**** Testo dell'esercizio ****
La guerra, com’era vestita la moglie la prima volta che si sono incontrati, i nomi dei compagni di scuola, e in fondo che importa se non si ricordano cosa hanno mangiato a pranzo. Hanno novant’anni, cavolo.

 E quindi di corsa a comprare la Settimana Enigmistica, per due settimane. Poi ti dimentichi che è giovedì e anche della soluzione a quello che temi di avere. Che non lo riesci neanche a pronunciare. Fino a quando non ti accorgi che non l’hai più comprata, che forse quella non è la strategia giusta e ti avvilisci. E ti fai il Post-it per la settimana dopo, e ripeti questo copione per un po’ di tempo, fino a quando non ti stanchi e decidi che un integratore è meglio. Meno impegnativo.

 Soluzioni facili e veloci per noi uomini e donne del nostro tempo, che questa malattia non la riusciamo a curare, nonostante tutte le cose che sappiamo.
****
• Esercizio:
Copia dal testo dell'esercizio il passo che va da "La guerra, com’era" a "meglio. Meno impegnativo.".
**** Dati ****
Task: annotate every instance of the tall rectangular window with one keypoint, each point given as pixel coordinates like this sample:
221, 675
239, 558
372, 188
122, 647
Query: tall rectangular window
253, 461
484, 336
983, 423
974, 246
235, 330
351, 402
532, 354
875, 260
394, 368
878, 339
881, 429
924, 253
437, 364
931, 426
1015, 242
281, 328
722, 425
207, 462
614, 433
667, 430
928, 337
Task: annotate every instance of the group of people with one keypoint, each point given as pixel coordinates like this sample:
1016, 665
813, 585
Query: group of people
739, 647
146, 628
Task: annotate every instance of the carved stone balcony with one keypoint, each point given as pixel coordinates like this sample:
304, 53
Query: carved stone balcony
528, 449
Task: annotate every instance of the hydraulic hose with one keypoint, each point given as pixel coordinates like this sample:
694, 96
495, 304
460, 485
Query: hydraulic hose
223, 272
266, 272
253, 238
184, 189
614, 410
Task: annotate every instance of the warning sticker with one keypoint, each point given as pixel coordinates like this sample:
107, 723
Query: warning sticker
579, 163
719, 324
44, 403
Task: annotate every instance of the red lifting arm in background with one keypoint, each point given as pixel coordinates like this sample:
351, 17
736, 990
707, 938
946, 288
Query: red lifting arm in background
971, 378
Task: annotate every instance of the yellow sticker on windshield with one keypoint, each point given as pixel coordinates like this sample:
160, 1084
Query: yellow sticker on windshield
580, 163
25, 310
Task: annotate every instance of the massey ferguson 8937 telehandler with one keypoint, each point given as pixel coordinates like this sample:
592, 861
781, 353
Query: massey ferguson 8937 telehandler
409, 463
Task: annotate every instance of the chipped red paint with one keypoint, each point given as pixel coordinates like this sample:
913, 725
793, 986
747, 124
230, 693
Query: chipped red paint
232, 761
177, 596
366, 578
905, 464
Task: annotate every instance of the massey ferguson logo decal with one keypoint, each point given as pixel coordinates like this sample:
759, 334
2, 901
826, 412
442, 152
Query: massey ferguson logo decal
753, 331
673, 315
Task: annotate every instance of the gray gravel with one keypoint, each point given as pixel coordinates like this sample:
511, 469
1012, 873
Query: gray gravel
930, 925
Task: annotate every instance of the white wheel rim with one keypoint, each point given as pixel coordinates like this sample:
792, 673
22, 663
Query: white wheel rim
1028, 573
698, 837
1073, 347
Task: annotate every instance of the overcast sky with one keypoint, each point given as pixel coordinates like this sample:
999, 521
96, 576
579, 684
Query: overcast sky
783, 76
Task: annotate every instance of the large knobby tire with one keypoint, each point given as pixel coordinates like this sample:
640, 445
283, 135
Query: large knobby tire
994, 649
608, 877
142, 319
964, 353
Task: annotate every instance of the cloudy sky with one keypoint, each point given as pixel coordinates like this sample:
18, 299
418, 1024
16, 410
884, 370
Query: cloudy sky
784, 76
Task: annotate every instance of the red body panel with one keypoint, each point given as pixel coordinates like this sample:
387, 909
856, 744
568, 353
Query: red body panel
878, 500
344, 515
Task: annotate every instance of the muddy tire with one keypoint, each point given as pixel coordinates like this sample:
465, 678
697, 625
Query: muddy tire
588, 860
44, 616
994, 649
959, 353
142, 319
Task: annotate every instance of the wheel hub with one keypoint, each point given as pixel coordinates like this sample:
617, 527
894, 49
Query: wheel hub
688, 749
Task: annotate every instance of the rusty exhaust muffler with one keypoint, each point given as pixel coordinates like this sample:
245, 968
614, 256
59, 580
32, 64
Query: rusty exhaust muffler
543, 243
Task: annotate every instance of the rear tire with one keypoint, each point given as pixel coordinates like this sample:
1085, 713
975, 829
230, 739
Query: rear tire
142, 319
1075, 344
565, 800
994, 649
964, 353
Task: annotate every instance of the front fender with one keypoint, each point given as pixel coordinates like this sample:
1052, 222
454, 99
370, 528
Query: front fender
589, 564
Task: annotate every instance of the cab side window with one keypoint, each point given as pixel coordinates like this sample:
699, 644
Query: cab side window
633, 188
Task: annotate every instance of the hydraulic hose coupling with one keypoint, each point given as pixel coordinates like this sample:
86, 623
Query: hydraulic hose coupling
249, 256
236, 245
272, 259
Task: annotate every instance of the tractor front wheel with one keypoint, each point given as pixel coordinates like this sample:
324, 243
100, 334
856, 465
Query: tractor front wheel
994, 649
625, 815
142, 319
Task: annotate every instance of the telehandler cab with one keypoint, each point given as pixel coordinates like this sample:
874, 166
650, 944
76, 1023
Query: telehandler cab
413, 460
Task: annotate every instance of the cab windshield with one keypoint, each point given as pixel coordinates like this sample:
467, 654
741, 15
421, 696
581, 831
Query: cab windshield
****
• Risposta:
La guerra, com’era vestita la moglie la prima volta che si sono incontrati, i nomi dei compagni di scuola, e in fondo che importa se non si ricordano cosa hanno mangiato a pranzo. Hanno novant’anni, cavolo.

 E quindi di corsa a comprare la Settimana Enigmistica, per due settimane. Poi ti dimentichi che è giovedì e anche della soluzione a quello che temi di avere. Che non lo riesci neanche a pronunciare. Fino a quando non ti accorgi che non l’hai più comprata, che forse quella non è la strategia giusta e ti avvilisci. E ti fai il Post-it per la settimana dopo, e ripeti questo copione per un po’ di tempo, fino a quando non ti stanchi e decidi che un integratore è meglio. Meno impegnativo.